> **Source data**
────
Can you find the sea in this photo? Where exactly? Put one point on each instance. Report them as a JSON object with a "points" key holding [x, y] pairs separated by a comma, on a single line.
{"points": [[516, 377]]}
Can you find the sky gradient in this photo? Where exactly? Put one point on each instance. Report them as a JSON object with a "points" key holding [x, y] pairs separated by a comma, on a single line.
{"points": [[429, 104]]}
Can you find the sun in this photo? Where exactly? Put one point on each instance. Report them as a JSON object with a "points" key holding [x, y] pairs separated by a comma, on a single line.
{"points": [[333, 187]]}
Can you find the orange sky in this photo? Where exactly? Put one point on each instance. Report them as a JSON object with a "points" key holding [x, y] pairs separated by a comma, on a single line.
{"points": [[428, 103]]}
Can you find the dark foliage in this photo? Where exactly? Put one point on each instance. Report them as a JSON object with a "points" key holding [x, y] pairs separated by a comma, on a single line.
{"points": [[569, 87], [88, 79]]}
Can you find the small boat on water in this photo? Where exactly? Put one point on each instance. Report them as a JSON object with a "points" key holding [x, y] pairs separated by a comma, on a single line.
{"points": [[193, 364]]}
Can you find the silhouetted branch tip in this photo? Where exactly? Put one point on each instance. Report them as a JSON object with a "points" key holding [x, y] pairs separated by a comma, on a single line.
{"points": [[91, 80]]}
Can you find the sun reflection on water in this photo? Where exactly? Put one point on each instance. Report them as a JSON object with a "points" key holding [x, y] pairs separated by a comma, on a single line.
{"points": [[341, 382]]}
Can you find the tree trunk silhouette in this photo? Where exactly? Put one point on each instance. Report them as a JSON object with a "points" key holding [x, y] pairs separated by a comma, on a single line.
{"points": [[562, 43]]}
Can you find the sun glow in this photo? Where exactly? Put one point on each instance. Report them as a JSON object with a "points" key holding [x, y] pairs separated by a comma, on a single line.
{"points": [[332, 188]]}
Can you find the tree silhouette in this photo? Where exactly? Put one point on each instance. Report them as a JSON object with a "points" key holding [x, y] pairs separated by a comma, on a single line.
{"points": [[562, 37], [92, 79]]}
────
> **Work required**
Output all entries again exactly; no line may be altered.

> **The answer**
Can you find the sea in this photo? Where exactly? Put one point on each instance. Report them as a JSON object with a "points" key holding [x, y] pairs separated by a comma, on a single line.
{"points": [[516, 377]]}
Can you find the sky gradient in this photo? Where exactly? Put one point on each instance. Report them as a JSON object with a "points" key holding [x, y] pairs separated by a comma, on a single line.
{"points": [[429, 104]]}
Can you find the sun in this photo? Where exactly? Put one point on each instance. Report them as a JSON object with a "points" key holding [x, y] pairs separated by a comma, on a single line.
{"points": [[333, 187]]}
Can you find the orange sky in this photo? Where exactly? Put one point on each instance. Report them as a JSON object with a "points" key holding [x, y] pairs separated by a comma, on a single line.
{"points": [[428, 103]]}
Can you find the dark foliage in this photo? Where exactly? Put one point on each instance. Report them as a JSON object with a "points" key holding [x, y] pairs separated by a comma, on a single line.
{"points": [[569, 87], [88, 79]]}
Can you find the small boat on water in this photo? Where exactly? Put one point on each instance. Report them as a JSON object with a "points" key holding [x, y] pairs separated by a comma, on a single line.
{"points": [[193, 364]]}
Can you find the silhouetted branch tip in this photo? Where exactly? Put one point on each instance. Report them as a JSON object with a "points" key holding [x, y] pairs separated by a comma, on a single line.
{"points": [[91, 80]]}
Can you find the sun reflection on water in this photo? Where exactly? Put one point on each instance. Report them as a JSON object with a "points" key holding [x, y] pairs separated by a comma, on a single line.
{"points": [[341, 382]]}
Can you find the tree trunk silhouette in this photo? Where exactly? Put one point on each instance. Report them as a JSON object with a "points" key holding [x, y] pairs separated by a comma, on a single line.
{"points": [[562, 43]]}
Can you find the sun glow in this photo? Where exactly? Put one point on each instance. Report them as a JSON object with a "points" key holding [x, y] pairs separated by a comma, on a single line.
{"points": [[332, 188]]}
Can you find the tree silhouette in this photo? Where exactly? Put one point on each instance. Report them as a JSON object with a "points" key holding [x, y] pairs separated by a comma, on a single line.
{"points": [[562, 37], [92, 79]]}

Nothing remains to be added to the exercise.